[Page extract Boundary: Start]

I wonder, if the Lord tarries His coming, what the United States will look like in 25 years? 50 years? 100 years? Will people passing by “hiss, and wag their hand,” mocking the ruins of a once great nation? Or will we, as a people, turn back to the Lord and experience a revival of Biblical Christianity? Our place in history will be determined, as will every other nation’s, by how we respond to the Lord.
Let us not be “that city that dwelt carelessly.”
Seek ye the LORD, all ye meek of the earth, which have wrought his judgment; seek righteousness, seek meekness: it may be ye shall be hid in the day of the LORD’s anger.
In this verse, we are told to “seek ye the Lord.” It then goes on to give us a couple of things that we should be seeking:
First, we should “seek righteousness.” That one should be obvious and clear. The Bible often commands us to seek righteousness. We are told over and over again to do right and to be holy. We should live our lives seeking righteousness.
Second, we should “seek meekness.” Meekness is one of those things that I don’t think I fully understand. I looked it up in the dictionary and here is the definition: “enduring injury with patience and without resentment.” When I read that, I thought “wow.” That is totally opposite of most people’s attitudes. That is totally opposite of how we are taught to think. That is totally opposite to our sinful human nature.
“Enduring injury with patience…” is tought enough. It’s hard to endure injury. When someone hurts us, we want to hurt them right back. We know it’s wrong, but it’s in our nature. We don’t like being injured and we don’t like having patience, especially with someone who has injured us.

[Page extract Boundary: End]
[Recorded information Boundary: Start]

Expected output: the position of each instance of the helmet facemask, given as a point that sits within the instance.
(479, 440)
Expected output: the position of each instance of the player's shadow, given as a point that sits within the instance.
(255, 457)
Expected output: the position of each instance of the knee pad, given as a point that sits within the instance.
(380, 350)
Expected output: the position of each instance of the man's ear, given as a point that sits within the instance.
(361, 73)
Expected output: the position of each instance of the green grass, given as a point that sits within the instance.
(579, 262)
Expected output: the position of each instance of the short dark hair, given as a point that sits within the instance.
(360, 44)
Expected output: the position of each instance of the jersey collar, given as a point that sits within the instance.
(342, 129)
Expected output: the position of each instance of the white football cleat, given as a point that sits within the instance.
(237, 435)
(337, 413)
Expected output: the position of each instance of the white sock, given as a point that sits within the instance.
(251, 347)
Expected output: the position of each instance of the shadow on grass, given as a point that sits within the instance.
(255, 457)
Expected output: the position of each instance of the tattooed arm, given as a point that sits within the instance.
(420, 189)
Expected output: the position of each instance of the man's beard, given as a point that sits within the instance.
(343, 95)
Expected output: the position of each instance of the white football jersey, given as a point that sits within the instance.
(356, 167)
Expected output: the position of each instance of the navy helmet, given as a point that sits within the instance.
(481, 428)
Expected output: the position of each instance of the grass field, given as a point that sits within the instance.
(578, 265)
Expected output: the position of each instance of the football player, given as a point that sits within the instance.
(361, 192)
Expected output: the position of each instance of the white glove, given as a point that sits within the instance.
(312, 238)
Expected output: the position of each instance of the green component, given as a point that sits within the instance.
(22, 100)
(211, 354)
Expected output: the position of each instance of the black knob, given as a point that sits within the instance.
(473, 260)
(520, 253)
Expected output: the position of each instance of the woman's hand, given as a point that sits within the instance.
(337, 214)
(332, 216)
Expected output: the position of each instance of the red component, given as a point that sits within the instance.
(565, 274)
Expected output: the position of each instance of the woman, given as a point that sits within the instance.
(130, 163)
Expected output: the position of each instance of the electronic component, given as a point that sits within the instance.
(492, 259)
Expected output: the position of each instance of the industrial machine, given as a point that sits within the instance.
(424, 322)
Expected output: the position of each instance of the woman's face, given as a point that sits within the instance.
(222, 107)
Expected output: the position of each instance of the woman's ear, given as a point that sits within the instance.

[Recorded information Boundary: End]

**Exercise:**
Copy out the entire devotional passage on seeking righteousness and meekness, word for word.

**Answer for the task:**
I wonder, if the Lord tarries His coming, what the United States will look like in 25 years? 50 years? 100 years? Will people passing by “hiss, and wag their hand,” mocking the ruins of a once great nation? Or will we, as a people, turn back to the Lord and experience a revival of Biblical Christianity? Our place in history will be determined, as will every other nation’s, by how we respond to the Lord.
Let us not be “that city that dwelt carelessly.”
Seek ye the LORD, all ye meek of the earth, which have wrought his judgment; seek righteousness, seek meekness: it may be ye shall be hid in the day of the LORD’s anger.
In this verse, we are told to “seek ye the Lord.” It then goes on to give us a couple of things that we should be seeking:
First, we should “seek righteousness.” That one should be obvious and clear. The Bible often commands us to seek righteousness. We are told over and over again to do right and to be holy. We should live our lives seeking righteousness.
Second, we should “seek meekness.” Meekness is one of those things that I don’t think I fully understand. I looked it up in the dictionary and here is the definition: “enduring injury with patience and without resentment.” When I read that, I thought “wow.” That is totally opposite of most people’s attitudes. That is totally opposite of how we are taught to think. That is totally opposite to our sinful human nature.
“Enduring injury with patience…” is tought enough. It’s hard to endure injury. When someone hurts us, we want to hurt them right back. We know it’s wrong, but it’s in our nature. We don’t like being injured and we don’t like having patience, especially with someone who has injured us.